▸ **PAGE EXCERPT**:
====================
Fulfilling this goal was less possible, Archer believed, within the kind of production Irving preferred, which compromised realism to melodramatic exaggeration and implausibility (Schmid 47).  With his flamboyant characters and extravagant stagecraft, Irving attempted to represent truth and beauty in order to create "a beautiful and pleasing effect" (Rowell 36) which might elevate the national morality (qtd. in Sanderson 16).  Archer, however, advocated rationalism, naturalism, and a mimetic theatre which avoided "falsehood, distortion, and pose" as it interpreted psychological truth and natural beauty (Schmid 44-6).  Predictably, Irving's productions did not ordinarily compare well in Archer's mind to plays like Ibsen's
A Doll's House, with its "tastefully but not expensively furnished" set (Fjelde 43), and Nora's subtly played social awakening (Fjelde xxiii).  If a play did not encourage intellectual appreciation, if it ended, like most melodrama, neatly or coincidentally, or if it distracted the spectator with pageantry (as impressive as it might be), then it violated the criteria defining praiseworthy realism (Schmid 46-9).
====================
▸ **DATA EXTRACT**:

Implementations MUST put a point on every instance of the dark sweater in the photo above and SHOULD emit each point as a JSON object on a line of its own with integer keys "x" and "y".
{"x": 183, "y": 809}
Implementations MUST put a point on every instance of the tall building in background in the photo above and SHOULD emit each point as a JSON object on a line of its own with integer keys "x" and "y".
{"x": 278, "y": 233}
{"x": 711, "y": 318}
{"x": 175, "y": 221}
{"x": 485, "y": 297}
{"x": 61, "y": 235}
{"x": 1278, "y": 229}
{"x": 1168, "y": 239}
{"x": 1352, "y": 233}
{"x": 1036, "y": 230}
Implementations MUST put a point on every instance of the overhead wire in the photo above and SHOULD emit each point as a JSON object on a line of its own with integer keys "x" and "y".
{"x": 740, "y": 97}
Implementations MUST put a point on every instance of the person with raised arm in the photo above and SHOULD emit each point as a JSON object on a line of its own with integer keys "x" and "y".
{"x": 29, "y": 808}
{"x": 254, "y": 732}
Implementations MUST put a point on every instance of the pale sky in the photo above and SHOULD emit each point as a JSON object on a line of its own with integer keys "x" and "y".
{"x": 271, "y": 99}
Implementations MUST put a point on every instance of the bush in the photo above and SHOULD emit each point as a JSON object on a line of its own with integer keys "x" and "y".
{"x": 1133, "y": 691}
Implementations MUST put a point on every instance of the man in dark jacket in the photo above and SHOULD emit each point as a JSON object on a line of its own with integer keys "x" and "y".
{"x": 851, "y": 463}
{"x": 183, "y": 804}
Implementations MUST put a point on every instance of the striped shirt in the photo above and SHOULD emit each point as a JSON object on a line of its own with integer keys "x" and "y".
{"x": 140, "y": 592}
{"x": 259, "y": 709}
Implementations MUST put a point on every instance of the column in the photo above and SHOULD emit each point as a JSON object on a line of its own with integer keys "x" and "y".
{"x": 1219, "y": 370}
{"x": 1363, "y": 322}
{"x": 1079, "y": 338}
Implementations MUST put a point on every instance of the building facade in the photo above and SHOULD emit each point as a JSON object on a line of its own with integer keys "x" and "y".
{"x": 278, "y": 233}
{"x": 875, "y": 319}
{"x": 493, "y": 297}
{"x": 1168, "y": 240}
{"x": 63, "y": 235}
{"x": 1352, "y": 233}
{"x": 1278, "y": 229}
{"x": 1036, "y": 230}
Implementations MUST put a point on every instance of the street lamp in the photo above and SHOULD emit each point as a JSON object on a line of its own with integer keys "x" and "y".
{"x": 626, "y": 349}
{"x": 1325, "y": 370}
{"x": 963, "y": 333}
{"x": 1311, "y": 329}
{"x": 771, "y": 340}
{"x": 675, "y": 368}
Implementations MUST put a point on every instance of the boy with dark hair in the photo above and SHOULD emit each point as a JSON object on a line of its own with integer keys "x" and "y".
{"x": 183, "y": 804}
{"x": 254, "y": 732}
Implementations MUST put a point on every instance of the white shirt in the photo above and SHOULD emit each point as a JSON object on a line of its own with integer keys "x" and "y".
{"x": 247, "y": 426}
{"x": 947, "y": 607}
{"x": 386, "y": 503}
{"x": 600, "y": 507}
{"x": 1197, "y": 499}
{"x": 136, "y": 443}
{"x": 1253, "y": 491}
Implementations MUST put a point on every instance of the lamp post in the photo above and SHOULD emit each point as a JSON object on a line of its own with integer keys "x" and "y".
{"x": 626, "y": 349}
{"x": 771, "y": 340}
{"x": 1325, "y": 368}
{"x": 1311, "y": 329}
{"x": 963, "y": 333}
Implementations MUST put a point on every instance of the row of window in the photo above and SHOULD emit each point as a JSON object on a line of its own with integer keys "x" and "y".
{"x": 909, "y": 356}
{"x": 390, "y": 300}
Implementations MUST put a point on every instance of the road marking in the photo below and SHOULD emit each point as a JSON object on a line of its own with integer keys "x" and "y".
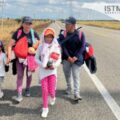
{"x": 107, "y": 97}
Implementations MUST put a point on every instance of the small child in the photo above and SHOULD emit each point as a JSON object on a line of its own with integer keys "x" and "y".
{"x": 2, "y": 67}
{"x": 48, "y": 57}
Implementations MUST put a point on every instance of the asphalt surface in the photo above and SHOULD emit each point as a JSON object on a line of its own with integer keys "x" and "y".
{"x": 93, "y": 106}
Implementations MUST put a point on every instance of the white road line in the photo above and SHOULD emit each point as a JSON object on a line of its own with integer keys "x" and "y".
{"x": 107, "y": 97}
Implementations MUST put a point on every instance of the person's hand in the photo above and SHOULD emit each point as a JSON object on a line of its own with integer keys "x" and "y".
{"x": 31, "y": 50}
{"x": 70, "y": 59}
{"x": 75, "y": 58}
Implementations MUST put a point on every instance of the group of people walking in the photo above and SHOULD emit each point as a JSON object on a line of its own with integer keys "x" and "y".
{"x": 46, "y": 53}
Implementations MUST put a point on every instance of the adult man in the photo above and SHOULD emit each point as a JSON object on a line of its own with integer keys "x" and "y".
{"x": 72, "y": 57}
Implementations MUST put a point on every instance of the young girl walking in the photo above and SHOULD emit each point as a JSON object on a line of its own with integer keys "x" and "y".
{"x": 3, "y": 61}
{"x": 48, "y": 57}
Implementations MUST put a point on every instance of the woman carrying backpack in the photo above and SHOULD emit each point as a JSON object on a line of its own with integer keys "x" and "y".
{"x": 24, "y": 31}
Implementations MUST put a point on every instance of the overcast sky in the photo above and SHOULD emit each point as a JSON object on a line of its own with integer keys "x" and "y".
{"x": 52, "y": 9}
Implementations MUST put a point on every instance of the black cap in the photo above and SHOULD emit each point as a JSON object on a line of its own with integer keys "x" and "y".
{"x": 70, "y": 20}
{"x": 27, "y": 19}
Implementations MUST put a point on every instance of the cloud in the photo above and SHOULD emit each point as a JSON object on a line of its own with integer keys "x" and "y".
{"x": 50, "y": 8}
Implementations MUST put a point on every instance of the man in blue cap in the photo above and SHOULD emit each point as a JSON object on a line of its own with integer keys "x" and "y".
{"x": 72, "y": 57}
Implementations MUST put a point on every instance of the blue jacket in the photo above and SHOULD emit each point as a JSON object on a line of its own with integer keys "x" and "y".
{"x": 73, "y": 47}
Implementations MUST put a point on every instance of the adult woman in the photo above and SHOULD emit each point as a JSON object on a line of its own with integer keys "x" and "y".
{"x": 24, "y": 30}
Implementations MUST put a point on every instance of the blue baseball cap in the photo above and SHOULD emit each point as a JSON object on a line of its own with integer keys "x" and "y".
{"x": 70, "y": 20}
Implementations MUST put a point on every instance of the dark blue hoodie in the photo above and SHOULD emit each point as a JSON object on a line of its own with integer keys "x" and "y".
{"x": 73, "y": 47}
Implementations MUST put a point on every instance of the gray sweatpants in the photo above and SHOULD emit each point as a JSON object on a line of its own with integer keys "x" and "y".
{"x": 72, "y": 72}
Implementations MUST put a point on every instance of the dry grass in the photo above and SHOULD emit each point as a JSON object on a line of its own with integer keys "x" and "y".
{"x": 11, "y": 25}
{"x": 105, "y": 24}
====================
Please rewrite the paragraph above beginning "Fulfilling this goal was less possible" from the passage on Archer and Irving as a short bulleted list that keeps its main facts.

- Archer believed Irving's preferred kind of production, which sacrificed realism to melodramatic exaggeration and implausibility, made the goal harder to achieve.
- Irving used flamboyant characters and extravagant stagecraft to represent truth and beauty, aiming for "a beautiful and pleasing effect" that might elevate national morality.
- Archer favored rationalism, naturalism, and a mimetic theatre that avoided "falsehood, distortion, and pose" while interpreting psychological truth and natural beauty.
- In Archer's view, Irving's productions usually compared poorly with plays like Ibsen's A Doll's House, with its "tastefully but not expensively furnished" set and Nora's subtly played social awakening.
- A play failed the standards of praiseworthy realism if it did not encourage intellectual appreciation, ended neatly or coincidentally like most melodrama, or distracted the spectator with pageantry.